[Instructions for the task]: Copy each line of the records that includes "below".

[Records to use]:
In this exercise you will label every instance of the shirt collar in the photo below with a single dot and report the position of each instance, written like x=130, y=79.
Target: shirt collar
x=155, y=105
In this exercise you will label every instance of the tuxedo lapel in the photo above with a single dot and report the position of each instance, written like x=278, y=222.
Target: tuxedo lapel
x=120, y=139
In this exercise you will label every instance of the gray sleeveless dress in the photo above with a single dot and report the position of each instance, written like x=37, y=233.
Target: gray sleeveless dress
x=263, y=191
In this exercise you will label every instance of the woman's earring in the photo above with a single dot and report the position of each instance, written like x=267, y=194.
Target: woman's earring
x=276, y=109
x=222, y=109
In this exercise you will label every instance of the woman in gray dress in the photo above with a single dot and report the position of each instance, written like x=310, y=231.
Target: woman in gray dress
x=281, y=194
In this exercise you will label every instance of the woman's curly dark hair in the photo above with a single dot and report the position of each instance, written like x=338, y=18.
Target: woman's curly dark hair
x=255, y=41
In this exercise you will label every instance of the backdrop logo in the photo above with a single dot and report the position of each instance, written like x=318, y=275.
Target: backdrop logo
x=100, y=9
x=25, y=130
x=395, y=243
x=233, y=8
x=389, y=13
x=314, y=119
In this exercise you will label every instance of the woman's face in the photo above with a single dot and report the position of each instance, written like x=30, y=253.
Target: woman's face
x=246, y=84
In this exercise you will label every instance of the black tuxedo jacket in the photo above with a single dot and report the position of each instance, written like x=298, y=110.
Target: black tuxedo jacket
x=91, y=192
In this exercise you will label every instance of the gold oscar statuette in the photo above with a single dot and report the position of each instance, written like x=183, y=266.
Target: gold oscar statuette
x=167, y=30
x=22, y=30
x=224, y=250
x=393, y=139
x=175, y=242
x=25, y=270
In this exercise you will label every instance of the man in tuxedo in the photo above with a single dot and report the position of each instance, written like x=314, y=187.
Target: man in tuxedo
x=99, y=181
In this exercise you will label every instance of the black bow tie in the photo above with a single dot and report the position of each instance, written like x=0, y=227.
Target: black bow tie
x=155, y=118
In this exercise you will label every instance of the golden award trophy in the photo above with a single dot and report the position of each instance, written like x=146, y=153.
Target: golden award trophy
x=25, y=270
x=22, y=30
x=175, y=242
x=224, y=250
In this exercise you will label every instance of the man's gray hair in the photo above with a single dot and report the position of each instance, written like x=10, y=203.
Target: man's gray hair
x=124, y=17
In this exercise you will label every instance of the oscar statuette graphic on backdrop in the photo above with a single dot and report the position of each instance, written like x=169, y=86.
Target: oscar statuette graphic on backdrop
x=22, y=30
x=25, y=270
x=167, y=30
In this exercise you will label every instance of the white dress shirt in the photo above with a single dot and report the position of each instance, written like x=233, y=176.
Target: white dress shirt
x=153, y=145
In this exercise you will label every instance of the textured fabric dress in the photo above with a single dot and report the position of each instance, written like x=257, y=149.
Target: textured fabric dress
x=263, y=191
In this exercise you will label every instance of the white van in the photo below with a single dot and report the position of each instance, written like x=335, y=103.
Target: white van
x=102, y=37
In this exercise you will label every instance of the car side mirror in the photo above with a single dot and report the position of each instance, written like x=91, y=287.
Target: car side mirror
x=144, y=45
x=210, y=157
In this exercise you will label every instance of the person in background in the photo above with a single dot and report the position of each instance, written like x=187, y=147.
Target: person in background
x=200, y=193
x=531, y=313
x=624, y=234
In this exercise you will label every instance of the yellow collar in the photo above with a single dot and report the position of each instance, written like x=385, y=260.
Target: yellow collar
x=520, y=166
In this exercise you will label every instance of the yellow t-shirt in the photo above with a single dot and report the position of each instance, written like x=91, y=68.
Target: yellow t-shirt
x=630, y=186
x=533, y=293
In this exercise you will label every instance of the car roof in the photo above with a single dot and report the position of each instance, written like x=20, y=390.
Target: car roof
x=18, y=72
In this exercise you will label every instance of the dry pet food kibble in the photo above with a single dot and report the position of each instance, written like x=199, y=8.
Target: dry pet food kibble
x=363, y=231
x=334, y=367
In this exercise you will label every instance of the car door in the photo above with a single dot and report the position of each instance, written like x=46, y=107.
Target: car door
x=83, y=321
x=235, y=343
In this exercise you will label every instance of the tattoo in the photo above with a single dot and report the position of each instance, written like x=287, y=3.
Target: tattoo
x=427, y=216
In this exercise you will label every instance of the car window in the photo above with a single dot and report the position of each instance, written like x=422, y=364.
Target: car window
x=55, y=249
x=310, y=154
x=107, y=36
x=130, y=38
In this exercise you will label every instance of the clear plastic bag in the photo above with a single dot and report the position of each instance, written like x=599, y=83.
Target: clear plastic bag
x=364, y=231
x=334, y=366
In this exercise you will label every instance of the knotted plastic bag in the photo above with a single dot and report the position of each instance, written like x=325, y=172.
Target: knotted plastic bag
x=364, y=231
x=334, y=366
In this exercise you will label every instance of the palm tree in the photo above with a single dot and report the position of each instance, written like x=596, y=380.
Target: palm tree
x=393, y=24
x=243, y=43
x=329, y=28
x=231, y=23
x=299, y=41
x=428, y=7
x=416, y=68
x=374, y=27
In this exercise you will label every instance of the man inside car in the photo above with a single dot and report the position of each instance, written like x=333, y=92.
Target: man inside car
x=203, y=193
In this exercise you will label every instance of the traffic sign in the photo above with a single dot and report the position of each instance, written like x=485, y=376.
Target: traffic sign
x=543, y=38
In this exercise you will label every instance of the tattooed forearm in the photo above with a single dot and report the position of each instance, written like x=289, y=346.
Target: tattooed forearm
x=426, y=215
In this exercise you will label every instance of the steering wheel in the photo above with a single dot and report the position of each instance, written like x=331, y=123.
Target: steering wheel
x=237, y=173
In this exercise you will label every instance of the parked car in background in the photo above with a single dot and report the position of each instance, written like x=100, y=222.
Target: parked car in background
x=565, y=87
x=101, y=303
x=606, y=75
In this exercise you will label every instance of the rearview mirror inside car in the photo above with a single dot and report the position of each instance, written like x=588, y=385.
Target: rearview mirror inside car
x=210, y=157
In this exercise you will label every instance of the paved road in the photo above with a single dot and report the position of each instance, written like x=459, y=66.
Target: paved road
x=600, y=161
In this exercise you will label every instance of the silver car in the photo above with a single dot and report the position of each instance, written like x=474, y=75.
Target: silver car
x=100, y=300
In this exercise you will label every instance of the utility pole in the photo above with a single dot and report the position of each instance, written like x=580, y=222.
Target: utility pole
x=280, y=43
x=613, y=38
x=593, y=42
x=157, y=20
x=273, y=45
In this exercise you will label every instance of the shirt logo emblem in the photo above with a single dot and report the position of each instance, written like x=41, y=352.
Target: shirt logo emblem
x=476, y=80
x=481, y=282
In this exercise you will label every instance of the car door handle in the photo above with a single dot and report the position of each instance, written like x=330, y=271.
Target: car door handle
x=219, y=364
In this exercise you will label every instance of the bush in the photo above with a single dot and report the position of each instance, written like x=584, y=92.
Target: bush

[Response to this task]:
In this exercise you will label every instance of the shirt collar in the photo below with a single dot and report the position of each instance, written like x=130, y=79.
In this exercise you will label every instance of the white van in the photo below with a single dot and report the position of each instance, written like x=335, y=103.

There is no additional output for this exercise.